━━ Given passage ━━

= Achar Khmer =

Lay ritual specialist in Cambodia

An achar (អាចារ្យ, achary /km/) or achar wat (អាចារ្យវត្ត, achary vôtt /km/) is a lay Buddhist upāsaka who becomes a ritual specialist and takes on the role of master of ceremonies in various religious rites in Cambodia.

== Etymology ==
The term achar comes from acharya (आचार्य, IAST: ; Pali: acariya): in Indian religions and society, the acharya is a preceptor and expert instructor in matters such as religion, or any other subject.

"That priest who girds his pupil with the sacrificial word, and afterwards instructs him in the whole Veda, with the law of sacrifice and the sacred Upanishads, holy sages called an acharya."
— Manu, Chapter II "On Education", verse 140.

Prominent acharya figures in India include Madhvacharya or Vallabhacharya.

The equivalent in Thai, ajahn, which comes from the same root, is used as an honorific title of address for high-school and university teachers, and for Buddhist monks who have passed ten vassa years in the vihāra monastery considered as "Venerable" (phra ajahn (พระอาจารย์, "venerable monk"). The latter is similar in meaning to the Japanese sensei.

== History ==
While the term achar has been used since Angkorian times to refer to the master of ceremonies, the figure of the achar has emerged in its contemporary form in close relationship with the movement for the Independence of Cambodia since the 19th and 20th century.

━━━
━━ Information shown ━━

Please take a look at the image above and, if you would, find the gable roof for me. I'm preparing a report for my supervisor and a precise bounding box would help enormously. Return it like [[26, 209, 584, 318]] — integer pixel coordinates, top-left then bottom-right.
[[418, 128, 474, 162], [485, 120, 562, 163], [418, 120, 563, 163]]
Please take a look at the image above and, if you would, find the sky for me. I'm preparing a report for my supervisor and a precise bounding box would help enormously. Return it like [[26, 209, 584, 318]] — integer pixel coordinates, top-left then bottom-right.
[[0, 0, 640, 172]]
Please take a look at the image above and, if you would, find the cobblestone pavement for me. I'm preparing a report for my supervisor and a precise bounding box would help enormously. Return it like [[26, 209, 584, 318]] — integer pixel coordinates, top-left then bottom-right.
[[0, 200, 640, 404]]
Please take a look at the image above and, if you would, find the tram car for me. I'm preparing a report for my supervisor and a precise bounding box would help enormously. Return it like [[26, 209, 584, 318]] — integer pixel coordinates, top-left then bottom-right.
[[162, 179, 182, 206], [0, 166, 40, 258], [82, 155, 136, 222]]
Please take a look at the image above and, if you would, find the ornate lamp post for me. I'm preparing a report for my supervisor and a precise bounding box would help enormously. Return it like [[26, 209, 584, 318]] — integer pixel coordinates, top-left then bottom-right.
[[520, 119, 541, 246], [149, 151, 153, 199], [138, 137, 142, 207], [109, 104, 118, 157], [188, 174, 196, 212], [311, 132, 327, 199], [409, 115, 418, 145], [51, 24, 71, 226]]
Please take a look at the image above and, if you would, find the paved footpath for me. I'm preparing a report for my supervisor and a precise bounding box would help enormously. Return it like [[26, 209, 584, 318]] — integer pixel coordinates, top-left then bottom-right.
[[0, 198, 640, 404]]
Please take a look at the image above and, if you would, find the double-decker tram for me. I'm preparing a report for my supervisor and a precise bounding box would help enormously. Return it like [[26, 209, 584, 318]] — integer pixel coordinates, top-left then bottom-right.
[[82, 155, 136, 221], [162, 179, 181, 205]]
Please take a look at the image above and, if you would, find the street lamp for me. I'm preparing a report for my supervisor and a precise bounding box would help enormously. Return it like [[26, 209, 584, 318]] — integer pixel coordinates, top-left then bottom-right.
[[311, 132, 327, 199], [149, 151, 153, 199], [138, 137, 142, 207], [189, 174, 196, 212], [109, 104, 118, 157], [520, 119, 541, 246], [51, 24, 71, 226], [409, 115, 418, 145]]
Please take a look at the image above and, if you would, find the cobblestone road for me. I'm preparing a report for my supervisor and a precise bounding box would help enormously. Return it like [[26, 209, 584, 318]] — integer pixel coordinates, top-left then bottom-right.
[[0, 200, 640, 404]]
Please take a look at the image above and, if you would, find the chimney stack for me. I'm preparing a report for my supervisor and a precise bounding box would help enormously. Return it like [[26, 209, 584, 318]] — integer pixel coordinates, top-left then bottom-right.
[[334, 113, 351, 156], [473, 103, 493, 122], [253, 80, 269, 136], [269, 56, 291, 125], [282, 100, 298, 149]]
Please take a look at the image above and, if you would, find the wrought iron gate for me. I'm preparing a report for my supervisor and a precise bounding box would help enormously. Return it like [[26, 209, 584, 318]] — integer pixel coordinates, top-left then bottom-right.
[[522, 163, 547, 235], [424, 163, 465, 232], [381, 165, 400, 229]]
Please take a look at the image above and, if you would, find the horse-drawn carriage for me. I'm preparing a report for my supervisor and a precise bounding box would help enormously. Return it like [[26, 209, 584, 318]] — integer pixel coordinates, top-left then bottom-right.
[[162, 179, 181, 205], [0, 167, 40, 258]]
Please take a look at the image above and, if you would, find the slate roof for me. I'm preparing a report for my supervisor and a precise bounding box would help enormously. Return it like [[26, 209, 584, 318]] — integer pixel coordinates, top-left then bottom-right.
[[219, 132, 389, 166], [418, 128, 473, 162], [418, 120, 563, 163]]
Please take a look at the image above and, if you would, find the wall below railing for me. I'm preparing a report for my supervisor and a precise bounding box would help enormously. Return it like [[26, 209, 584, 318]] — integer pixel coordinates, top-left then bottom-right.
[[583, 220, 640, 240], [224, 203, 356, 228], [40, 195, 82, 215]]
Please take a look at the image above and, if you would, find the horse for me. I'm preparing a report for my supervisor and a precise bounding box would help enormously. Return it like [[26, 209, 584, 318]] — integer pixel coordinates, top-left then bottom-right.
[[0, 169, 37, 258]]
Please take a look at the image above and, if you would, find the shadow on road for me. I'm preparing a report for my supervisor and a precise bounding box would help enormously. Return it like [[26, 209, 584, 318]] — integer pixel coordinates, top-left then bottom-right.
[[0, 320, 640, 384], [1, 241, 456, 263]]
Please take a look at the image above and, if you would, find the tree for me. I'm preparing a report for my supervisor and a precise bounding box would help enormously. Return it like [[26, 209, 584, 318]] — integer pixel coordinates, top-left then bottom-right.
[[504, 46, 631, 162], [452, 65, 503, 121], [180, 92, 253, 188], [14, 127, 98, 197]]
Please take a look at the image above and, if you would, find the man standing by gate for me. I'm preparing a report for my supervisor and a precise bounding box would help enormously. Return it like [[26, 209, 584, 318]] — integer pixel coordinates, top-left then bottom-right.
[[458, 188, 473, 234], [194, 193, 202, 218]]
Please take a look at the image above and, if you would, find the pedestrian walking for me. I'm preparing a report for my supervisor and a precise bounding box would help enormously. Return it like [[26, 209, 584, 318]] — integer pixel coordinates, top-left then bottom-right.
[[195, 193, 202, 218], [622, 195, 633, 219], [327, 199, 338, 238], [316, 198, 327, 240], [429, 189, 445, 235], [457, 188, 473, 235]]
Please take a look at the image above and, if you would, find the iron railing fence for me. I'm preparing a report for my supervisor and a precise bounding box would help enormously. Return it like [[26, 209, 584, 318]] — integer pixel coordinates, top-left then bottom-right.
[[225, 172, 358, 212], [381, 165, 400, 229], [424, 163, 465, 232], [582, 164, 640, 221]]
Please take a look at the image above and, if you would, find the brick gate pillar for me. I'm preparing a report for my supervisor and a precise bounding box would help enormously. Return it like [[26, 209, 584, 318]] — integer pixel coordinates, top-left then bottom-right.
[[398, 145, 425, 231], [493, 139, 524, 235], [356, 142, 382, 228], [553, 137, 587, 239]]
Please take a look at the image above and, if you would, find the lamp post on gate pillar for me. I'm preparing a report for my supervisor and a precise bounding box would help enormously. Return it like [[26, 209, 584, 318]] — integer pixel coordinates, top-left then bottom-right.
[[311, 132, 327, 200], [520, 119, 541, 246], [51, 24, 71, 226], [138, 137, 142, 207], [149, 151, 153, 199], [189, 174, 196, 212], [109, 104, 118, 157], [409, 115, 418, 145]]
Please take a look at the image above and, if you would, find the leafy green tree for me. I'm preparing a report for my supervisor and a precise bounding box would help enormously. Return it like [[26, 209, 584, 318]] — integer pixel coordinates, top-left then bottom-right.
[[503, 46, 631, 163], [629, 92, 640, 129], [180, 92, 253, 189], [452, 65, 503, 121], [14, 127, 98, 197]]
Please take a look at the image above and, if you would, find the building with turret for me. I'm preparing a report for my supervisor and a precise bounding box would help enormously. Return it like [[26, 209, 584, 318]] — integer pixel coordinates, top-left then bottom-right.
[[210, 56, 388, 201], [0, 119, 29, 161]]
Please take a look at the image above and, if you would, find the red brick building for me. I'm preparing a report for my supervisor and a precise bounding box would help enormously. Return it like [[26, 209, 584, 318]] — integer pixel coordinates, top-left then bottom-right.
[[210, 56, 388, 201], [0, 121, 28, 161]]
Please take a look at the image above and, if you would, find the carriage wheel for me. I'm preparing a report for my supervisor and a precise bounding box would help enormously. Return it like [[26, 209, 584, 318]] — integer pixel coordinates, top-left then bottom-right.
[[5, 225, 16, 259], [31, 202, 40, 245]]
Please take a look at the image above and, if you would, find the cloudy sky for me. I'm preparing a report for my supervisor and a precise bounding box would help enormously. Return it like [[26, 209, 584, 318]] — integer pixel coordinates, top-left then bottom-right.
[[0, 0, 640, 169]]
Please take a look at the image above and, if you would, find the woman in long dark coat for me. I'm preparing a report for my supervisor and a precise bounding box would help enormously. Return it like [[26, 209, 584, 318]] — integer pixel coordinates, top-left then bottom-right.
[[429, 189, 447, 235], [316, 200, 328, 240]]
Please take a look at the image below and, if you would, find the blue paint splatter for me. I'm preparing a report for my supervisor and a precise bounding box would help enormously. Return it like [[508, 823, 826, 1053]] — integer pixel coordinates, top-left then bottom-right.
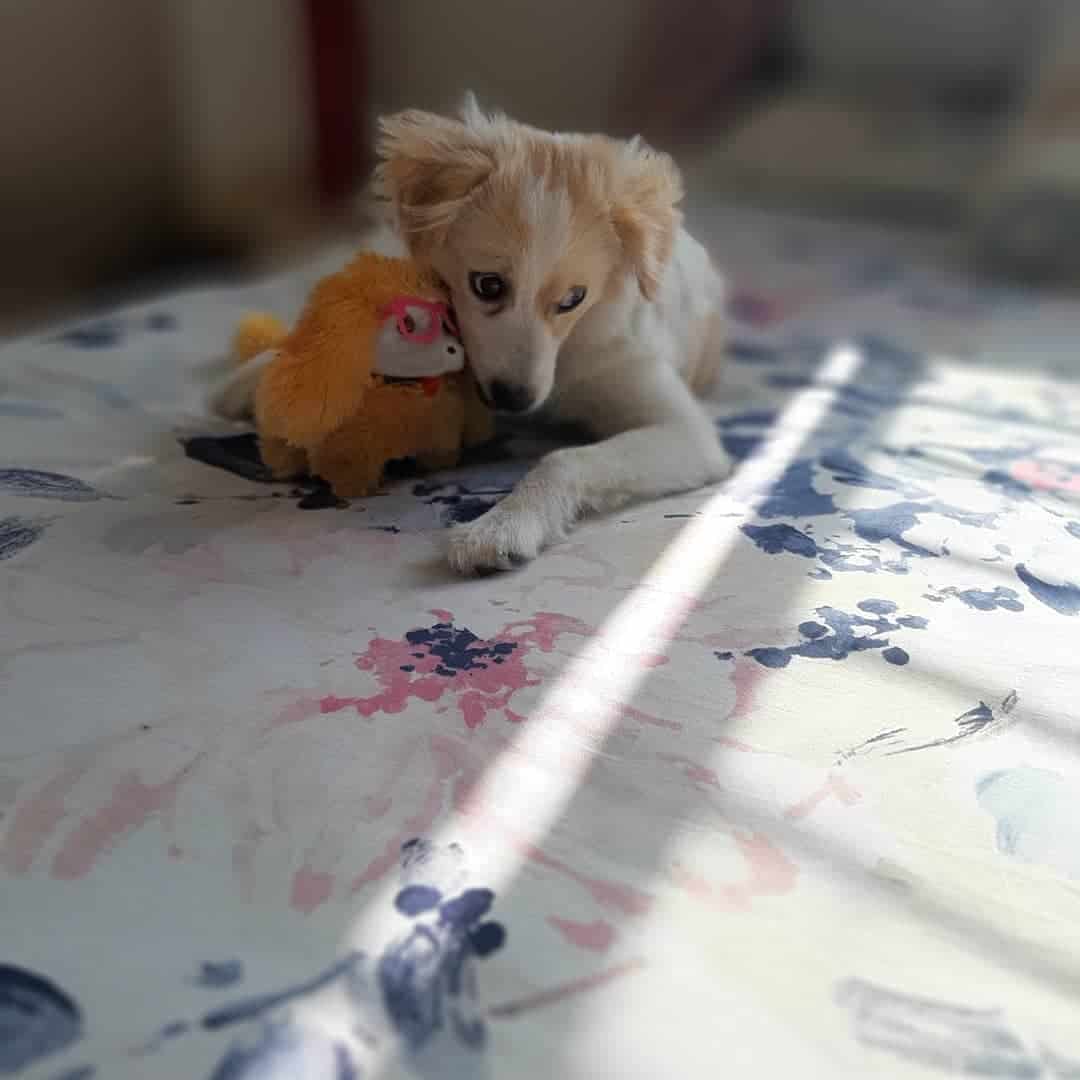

━━━

= Problems and tasks =
1. Rewrite the paragraph of the achar article that begins "The term achar comes from acharya" in one shorter sentence, keeping its main facts.
2. Name every person the achar article mentions by name.
3. Transcribe the part of the achar article that starts at the words "Lay ritual specialist" and ends after "any other subject.".

= Correct answers =
1. Achar derives from acharya (Pali: acariya), which in Indian religions and society means a preceptor and expert instructor in religion or any other subject.

2. Manu, Madhvacharya, Vallabhacharya

3.
Lay ritual specialist in Cambodia

An achar (អាចារ្យ, achary /km/) or achar wat (អាចារ្យវត្ត, achary vôtt /km/) is a lay Buddhist upāsaka who becomes a ritual specialist and takes on the role of master of ceremonies in various religious rites in Cambodia.

== Etymology ==
The term achar comes from acharya (आचार्य, IAST: ; Pali: acariya): in Indian religions and society, the acharya is a preceptor and expert instructor in matters such as religion, or any other subject.